## EXCERPTED TEXT
Joseph Zacharie Jacques Apoux (5 November 1846, Le Blanc – 11 November 1910, Le Kremlin-Bicêtre) was a French painter, illustrator and engraver of the late 19th century associated with the Decadent movement.

== Biography ==
Joseph Apoux studied painting and drawing under Jean-Léon Gérôme. He then specialized in aquatint and drypoint engraving. He exhibited in salons from 1880 and participated in the international exhibition Blanc et Noir ('Black and White') in 1886.

Apoux produced numerous series of erotic engravings and prints, including Pornographic Alphabet (c. 1880), Fantastic Reveries, and Etching Caprices (c. 1890). His work was published by the L. Joly publishing house (Quai Saint-Michel) and the print merchant René Pincebourde (Rue de Verneuil) between 1880 and 1900.

Apoux lived his whole working life in Paris and married his first cousin Clarisse Camus, who bore him three children: Clarisse, who became a milliner and dressmaker, Marie, and Henri.

== Bibliography ==

- Oliver, Valerie Cassel, ed. (2011). "Apoux, Joseph". In Benezit Dictionary of Artists. Oxford Art Online. Oxford University Press.

## TASK SET
(a) In the biography of Joseph Apoux, reproduce the part that opens with the words containing "Apoux produced numerous" and closes with "Marie, and Henri.", switching "milliner" to "hatmaker".
(b) According to the biography of Joseph Apoux, under whom did he study painting and drawing?
(c) Carry on the biography of Joseph Apoux from the point where it stops.

## AVAILABLE DATA
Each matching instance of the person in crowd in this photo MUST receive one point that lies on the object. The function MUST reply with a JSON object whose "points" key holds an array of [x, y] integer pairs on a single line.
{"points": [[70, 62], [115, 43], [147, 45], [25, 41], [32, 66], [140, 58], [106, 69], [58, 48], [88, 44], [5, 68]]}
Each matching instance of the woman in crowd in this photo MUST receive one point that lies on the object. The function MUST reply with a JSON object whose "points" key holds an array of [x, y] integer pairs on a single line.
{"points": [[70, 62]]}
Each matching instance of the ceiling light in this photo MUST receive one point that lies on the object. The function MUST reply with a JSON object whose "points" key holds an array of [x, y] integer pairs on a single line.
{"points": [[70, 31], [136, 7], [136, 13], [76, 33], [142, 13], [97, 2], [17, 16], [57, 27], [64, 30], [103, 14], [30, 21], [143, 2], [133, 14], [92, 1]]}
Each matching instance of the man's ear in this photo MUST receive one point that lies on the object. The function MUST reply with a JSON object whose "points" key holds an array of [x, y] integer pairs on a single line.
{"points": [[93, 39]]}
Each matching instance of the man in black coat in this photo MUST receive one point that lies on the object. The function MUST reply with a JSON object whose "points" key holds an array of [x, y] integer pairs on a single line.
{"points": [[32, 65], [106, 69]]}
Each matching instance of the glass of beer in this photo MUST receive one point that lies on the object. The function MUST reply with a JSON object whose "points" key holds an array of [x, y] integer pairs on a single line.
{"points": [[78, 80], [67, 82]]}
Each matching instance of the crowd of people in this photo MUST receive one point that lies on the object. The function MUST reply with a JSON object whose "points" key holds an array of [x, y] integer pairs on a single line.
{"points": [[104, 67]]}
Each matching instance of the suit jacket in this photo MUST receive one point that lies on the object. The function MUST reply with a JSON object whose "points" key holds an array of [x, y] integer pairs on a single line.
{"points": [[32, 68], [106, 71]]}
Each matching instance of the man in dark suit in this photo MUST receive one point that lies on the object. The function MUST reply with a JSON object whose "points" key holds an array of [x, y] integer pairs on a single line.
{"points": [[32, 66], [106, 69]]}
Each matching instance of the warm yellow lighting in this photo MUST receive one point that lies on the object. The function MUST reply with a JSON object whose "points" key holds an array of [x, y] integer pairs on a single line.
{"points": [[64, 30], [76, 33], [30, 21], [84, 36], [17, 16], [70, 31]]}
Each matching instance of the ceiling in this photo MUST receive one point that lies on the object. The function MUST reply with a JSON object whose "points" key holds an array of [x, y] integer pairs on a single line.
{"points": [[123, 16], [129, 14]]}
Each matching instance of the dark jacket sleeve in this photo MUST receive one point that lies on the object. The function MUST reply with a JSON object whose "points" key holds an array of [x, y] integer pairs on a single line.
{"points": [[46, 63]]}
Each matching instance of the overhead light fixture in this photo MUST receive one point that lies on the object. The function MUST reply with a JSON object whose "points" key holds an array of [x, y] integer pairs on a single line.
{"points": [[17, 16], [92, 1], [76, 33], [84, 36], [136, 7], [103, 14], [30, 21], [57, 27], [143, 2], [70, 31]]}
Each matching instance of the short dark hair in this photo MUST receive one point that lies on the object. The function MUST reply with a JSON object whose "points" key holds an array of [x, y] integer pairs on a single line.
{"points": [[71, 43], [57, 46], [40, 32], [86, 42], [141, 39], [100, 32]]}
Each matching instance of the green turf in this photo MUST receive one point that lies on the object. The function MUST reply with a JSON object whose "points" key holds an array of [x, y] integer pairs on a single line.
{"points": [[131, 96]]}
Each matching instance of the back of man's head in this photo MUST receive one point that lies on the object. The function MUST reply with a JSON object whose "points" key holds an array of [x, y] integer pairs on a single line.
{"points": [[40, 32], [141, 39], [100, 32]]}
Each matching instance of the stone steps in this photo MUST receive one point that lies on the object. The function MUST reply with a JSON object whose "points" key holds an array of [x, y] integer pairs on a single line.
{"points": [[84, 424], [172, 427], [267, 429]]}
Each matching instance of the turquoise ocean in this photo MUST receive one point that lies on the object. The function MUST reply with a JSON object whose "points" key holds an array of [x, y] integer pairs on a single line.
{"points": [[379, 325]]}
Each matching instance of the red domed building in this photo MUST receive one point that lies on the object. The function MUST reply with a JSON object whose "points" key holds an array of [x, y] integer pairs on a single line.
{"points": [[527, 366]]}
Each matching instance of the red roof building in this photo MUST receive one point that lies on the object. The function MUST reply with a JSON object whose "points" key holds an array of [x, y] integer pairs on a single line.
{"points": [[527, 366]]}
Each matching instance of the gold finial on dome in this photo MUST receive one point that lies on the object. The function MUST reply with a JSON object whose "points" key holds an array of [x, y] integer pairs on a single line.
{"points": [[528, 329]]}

## RESULTS BY TASK
(a)
Apoux produced numerous series of erotic engravings and prints, including Pornographic Alphabet (c. 1880), Fantastic Reveries, and Etching Caprices (c. 1890). His work was published by the L. Joly publishing house (Quai Saint-Michel) and the print merchant René Pincebourde (Rue de Verneuil) between 1880 and 1900.

Apoux lived his whole working life in Paris and married his first cousin Clarisse Camus, who bore him three children: Clarisse, who became a hatmaker and dressmaker, Marie, and Henri.

(b) Jean-Léon Gérôme

(c)
- Spiller, Monika (2021). "Apoux, Joseph". In Beyer, Andreas; Savoy, Bénédicte; and Tegethoff, Wolf (eds.). Allgemeines Künstlerlexikon - Internationale Künstlerdatenbank. De Gruyter.
- "Apoux (Joseph-Jacques-Zacharie)", Revue du Centre: littérature, histoire, archéologie, sciences, statistique et beaux-arts, 15 June 1886.
- "Apoux (Joseph)", Dictionnaire général des artistes de l'école française depuis l'origine des arts du dessin jusqu'à nos jours (Paris, 1887)
- "Joseph Apoux", The British Museum Online. Retrieved 2 December 2021.
- "'Les Crêpes', an amusing Belle Époque French erotic etching by Joseph Apoux", MarkHill: Antiques and Modern Design. Retrieved 2 December 2021.